### 以下の課題
A. イタリア旅行記の「フランス→ローマ→シチリア島」から「れていた!気をつけなければ!」までを、両端の語句も含めて正確に書き写してください。
B. イタリア旅行記の本文を、最後の文に続けて書き進めること。

バックパッカー一人旅〜海外旅行記と旅情報

イタリア・イソラベッラ

イタリア共和国

イタリア地図3度目のイタリア。CITIのワールドキャッシュをポルトガルでATMに飲み込まれたので、急遽ローマへ。
その後シチリア島、ナポリを巡る。南イタリアは北イタリアに比べて物価が安く、庶民的な感じがした。人の雰囲気も少し違っていた。

旅のルート

フランス→ローマ→シチリア島・カターニア、シラクーサ→タオルミーナ→メッシーナ、パレルモ、アグリジェント→ナポリ、カプリ島、ポンペイ、サレルノ→ジェノバ→フランス

ローマ〜懐かしのローマ

2004/5/6〜7
朝7時前にローマ・テルミニ駅に到着。駅は新しくキレイになっていた。構内のマクドでコーヒーを飲み、駅周辺のゲストハウスをあたってみた。事前にhostelworld.comで数件チェックしておいたのだが、そのうち2軒は無かった。潰れたのか、私が場所を間違えたのか?1軒は呼び鈴を押しても誰も出なかった。
駅横のPOPINN HOSTELに行った。キレイで立地条件も良く、セキュリティーも完璧、朝食つき、スタッフの印象も良いので25ユーロと高額だが、疲れていたのでここに決めた。客層は宿泊代が安くないので年齢層が高く、台湾や韓国の真面目そうな人たちが多かった。

7年ぶりのローマは、懐かしかった。サンタ・マリア・マッジョーレ教会で旅の無事をお祈りし、道路の緑地帯の中にあるカフェに入った。ここでうっかり座ってしまい、エスプレッソと乾燥した玉子サンドで倍の値段の4ユーロも払うはめになった。座るとチャージが加算されるのを忘れていた!気をつけなければ!

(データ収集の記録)
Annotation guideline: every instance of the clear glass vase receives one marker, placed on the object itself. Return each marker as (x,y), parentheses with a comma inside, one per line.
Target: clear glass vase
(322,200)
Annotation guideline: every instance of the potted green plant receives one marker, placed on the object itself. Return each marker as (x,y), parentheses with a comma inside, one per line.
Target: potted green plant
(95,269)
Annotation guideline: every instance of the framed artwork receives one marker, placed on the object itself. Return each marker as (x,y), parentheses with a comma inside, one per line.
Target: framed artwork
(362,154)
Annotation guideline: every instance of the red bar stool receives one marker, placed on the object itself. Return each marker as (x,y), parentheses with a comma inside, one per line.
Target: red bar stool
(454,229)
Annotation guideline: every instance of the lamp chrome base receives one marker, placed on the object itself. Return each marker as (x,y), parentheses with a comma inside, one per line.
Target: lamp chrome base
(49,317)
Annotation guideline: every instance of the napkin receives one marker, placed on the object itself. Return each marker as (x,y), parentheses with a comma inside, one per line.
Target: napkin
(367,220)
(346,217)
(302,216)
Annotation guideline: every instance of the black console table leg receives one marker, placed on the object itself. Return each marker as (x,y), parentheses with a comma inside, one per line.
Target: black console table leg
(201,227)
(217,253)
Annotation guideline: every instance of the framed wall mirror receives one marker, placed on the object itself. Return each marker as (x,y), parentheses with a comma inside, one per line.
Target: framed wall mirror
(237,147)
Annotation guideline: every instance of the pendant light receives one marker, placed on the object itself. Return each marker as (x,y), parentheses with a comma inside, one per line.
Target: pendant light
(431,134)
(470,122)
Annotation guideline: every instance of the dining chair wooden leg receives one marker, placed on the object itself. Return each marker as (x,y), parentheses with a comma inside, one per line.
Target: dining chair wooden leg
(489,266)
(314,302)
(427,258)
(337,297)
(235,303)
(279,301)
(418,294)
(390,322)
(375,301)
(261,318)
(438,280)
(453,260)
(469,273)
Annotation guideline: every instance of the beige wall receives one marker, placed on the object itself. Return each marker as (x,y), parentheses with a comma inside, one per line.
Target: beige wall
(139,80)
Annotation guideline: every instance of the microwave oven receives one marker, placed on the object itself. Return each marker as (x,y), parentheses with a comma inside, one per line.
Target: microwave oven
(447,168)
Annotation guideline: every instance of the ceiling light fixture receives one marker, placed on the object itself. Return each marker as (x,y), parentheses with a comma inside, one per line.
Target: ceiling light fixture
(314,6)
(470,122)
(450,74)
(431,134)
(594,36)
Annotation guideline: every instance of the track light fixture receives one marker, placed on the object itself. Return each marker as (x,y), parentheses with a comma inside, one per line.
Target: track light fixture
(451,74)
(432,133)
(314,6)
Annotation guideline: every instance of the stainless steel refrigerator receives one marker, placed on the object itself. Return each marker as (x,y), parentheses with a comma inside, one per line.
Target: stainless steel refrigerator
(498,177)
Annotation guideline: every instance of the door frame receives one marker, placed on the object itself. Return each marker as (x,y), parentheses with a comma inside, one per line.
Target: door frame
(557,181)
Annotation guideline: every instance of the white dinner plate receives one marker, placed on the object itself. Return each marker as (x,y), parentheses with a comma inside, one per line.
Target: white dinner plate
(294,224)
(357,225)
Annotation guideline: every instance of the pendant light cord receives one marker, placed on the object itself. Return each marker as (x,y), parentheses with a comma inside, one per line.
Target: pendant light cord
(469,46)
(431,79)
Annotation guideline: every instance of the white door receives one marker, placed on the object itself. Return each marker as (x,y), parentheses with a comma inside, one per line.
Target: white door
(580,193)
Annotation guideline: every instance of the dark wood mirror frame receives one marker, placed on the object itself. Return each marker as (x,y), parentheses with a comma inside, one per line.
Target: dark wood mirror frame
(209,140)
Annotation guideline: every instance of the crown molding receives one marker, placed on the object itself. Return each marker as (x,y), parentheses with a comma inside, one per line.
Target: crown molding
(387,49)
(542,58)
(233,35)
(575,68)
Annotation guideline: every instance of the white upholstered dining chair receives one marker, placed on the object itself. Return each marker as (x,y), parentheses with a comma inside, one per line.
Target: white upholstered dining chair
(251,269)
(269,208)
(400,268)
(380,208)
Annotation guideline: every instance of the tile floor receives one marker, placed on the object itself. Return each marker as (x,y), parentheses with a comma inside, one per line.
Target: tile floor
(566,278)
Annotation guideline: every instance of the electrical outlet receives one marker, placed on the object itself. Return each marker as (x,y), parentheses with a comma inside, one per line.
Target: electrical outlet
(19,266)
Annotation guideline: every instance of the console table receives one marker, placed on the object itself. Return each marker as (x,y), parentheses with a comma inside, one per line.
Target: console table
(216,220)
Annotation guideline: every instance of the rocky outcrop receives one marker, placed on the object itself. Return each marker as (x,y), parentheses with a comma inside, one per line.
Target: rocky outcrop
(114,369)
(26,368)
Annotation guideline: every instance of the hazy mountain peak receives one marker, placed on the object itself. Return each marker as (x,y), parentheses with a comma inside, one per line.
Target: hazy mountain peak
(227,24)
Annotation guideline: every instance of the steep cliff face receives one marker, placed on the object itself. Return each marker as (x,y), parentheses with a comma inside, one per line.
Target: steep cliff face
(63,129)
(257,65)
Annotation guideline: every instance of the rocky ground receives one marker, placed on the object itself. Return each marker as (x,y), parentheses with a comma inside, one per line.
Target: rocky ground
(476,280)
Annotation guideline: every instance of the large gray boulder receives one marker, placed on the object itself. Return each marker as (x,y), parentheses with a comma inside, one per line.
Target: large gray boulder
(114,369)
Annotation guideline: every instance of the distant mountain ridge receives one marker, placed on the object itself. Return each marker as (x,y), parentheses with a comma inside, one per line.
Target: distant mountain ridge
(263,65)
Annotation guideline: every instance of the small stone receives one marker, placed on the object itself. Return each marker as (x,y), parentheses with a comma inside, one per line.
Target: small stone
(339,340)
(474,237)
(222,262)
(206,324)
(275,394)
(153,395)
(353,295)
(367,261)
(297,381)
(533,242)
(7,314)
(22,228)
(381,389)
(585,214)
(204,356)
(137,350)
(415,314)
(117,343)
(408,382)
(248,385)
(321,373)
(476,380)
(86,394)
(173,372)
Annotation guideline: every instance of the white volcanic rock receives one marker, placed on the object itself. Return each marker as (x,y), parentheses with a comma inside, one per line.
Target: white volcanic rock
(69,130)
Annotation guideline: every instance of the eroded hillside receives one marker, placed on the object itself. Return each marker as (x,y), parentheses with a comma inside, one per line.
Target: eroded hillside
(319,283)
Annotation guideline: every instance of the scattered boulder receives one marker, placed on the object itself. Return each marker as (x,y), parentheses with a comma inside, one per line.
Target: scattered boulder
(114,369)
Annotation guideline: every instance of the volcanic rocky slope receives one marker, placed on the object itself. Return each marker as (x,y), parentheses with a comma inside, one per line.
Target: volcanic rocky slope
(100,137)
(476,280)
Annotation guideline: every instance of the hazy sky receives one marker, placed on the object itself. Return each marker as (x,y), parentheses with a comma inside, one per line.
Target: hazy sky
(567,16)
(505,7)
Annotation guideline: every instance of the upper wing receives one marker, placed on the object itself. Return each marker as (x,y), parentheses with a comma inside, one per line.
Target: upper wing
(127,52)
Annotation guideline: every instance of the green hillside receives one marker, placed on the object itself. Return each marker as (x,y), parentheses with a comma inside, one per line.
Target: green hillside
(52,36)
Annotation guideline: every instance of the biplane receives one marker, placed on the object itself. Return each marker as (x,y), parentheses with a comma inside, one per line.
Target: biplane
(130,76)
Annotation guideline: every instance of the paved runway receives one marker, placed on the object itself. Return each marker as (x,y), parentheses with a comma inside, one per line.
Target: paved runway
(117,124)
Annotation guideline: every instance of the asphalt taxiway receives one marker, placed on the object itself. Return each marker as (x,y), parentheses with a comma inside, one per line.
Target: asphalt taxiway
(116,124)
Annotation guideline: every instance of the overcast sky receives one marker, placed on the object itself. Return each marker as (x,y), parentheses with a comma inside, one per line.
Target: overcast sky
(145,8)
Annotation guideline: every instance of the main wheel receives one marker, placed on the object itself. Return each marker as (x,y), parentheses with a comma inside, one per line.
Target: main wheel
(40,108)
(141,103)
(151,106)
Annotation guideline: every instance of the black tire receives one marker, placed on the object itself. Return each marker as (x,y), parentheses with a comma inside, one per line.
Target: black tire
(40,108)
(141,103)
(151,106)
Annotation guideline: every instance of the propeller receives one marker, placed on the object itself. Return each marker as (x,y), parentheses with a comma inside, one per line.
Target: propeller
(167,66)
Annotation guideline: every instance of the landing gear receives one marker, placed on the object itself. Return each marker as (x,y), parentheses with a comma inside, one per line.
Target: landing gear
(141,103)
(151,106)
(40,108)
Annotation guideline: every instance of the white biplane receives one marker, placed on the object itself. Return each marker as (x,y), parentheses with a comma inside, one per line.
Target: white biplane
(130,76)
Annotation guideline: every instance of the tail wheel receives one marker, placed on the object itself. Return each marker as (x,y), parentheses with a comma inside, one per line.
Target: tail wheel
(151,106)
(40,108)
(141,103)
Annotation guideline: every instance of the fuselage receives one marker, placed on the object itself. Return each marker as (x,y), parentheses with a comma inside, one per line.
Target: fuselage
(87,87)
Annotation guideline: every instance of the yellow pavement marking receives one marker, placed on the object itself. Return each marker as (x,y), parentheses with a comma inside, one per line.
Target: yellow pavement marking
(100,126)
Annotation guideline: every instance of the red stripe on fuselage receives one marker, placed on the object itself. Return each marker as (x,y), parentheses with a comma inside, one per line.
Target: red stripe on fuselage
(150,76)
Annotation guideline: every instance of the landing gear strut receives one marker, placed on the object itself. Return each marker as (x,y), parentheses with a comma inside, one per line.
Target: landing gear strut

### 各課題の解答
A.
フランス→ローマ→シチリア島・カターニア、シラクーサ→タオルミーナ→メッシーナ、パレルモ、アグリジェント→ナポリ、カプリ島、ポンペイ、サレルノ→ジェノバ→フランス

ローマ〜懐かしのローマ

2004/5/6〜7
朝7時前にローマ・テルミニ駅に到着。駅は新しくキレイになっていた。構内のマクドでコーヒーを飲み、駅周辺のゲストハウスをあたってみた。事前にhostelworld.comで数件チェックしておいたのだが、そのうち2軒は無かった。潰れたのか、私が場所を間違えたのか?1軒は呼び鈴を押しても誰も出なかった。
駅横のPOPINN HOSTELに行った。キレイで立地条件も良く、セキュリティーも完璧、朝食つき、スタッフの印象も良いので25ユーロと高額だが、疲れていたのでここに決めた。客層は宿泊代が安くないので年齢層が高く、台湾や韓国の真面目そうな人たちが多かった。

7年ぶりのローマは、懐かしかった。サンタ・マリア・マッジョーレ教会で旅の無事をお祈りし、道路の緑地帯の中にあるカフェに入った。ここでうっかり座ってしまい、エスプレッソと乾燥した玉子サンドで倍の値段の4ユーロも払うはめになった。座るとチャージが加算されるのを忘れていた!気をつけなければ!

B.
そしてJTBオフィスでCITIワールドキャッシュの再発行手続きを済ませた。こういうときこそ、ジャパンで良かった、と心から思える。さすがである!ジャパン天晴れ!使用可能か確認する為、後2日ローマに滞在する必要があった。ゲストハウスの女性スタッフに延泊すると言うと、一泊につき2ユーロまけてくれた。彼女はとても美人で明るくて、レストランの割引券をくれたり(行けなかったが)、私の事を気にかけてくれた。

1997年春。初めて友人とローマに来たとき、私はメトロの車内で泥棒集団に遭遇した。数人の大男に周りを取り囲まれ、抱きつかれ、力ずくで抑えられた。誰も助けてはくれなかった。ケリを入れまくってなんとか脱出した。男達の手にはナイフが光っていた。怯える友人を抱えて別の車内に移動。そこで初めて私達は気が付いた。私のカバンが切られていたのだ。内部の小さな袋までそのキズは達していた。勿論カバンに貴重品など入れているわけがないので、被害はカバンを切られただけで済んだのだが。
抱きつく男にこちらの意識を集中させて、他のヤツがカバンを切る手段だと分かった。当時は海外旅行初心者オノボリさんで、しかも友人と一緒だったからスキだらけだったのだ。
今回はメトロを使わず、徒歩で市内散策する。ローマの市内の見所はほぼ歩いて周れるし、経費削減、歴史的な美しい街を堪能できる。ローマは好きな都市の一つである。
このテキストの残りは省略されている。